→ **SELECTED EXTRACT**
--

I bought some stuff on Ebay a while back, and I've been wondering where in the Blue Fuck it went to. When I went to the mailbox this afternoon, this is what I found:
Is that the funniest note you've ever seen? I'll give you a minute to look it over.
Done? Did you notice the strange wording? Did you notice that it was signed, "Mail Carrier"? How politically correct! Kudos to you, Mail Carrier whose name I do not know! Did you notice they abbreviated my last name? Which is great for the blog, of course, but it looks a little generic, don't you think? Considering that, as my Mail Carrier, they've got my name written down right in front of them? And finally, it was written on a freaking NAPKIN! How's that for MAKING MY FUCKING DAY with the funny?!
When I was surfing Ebay on Christmas Day, I happened to see that there were a lot of items up for sale which no one had bid on, with only a few seconds remaining. Of course, I bid on everything I could find for >$1.00, more or less. That's how I ended up with all this reading material for less than $20.00:
Note to self: Check Ebay on major christian family holidays.

--

→ **SUPPLIED DATA**
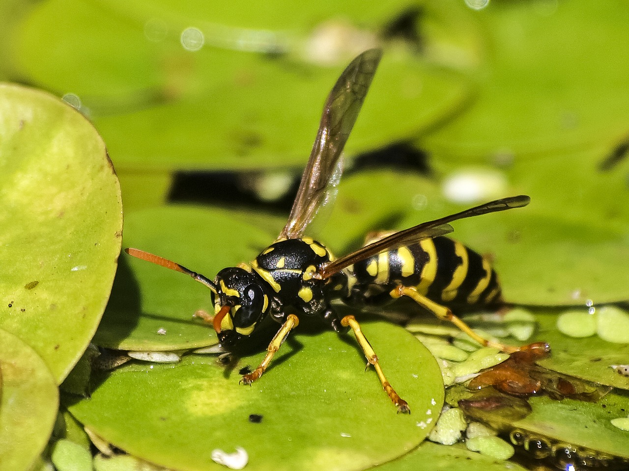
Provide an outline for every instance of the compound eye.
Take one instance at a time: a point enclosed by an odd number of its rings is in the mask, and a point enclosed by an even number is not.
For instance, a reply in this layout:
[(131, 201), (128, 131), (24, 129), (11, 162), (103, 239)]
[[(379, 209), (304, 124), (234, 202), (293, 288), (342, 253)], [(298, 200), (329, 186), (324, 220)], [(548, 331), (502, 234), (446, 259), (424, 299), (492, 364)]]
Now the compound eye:
[(248, 327), (255, 323), (262, 313), (264, 306), (264, 293), (257, 284), (248, 284), (240, 293), (240, 308), (238, 310), (238, 319), (234, 325)]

--

→ **COMPLETE THE FOLLOWING**
• A. In the blog post about the eBay purchases, what was the mail carrier's note written on?
• B. Write the next paragraph of the blog post about the eBay purchases and the mail carrier's note.

→ **ANSWERS FOR THE EXERCISE**
• A. A napkin.

• B.
Note to self: Don't sell on Ebay right before major christian family holidays.
Oh, and look what else I got? It's an audio book for me to listen to while I'm knitting. And it's READ BY THE AUTHOR.
Isn't that great? All those packages all at once, and I didn't even pay very much for them. I'm so happy. I'm even forgiving the fact that the Mail Carrier didn't write down who's office the packages were in, and that I misunderstood her to mean I had to go to the post office to retrieve them. And then come back home and go to the apartment manager's office. Where they were. It's all good, just look how much stuff I have that I didn't have before. I'm in bookworm heaven. ChickLit heaven, even. The Oprah's Book Club book was a tag-along, I swear it. I got it in a pack of four other books I bid on for 99¢. Please let me stay in the cool kid club.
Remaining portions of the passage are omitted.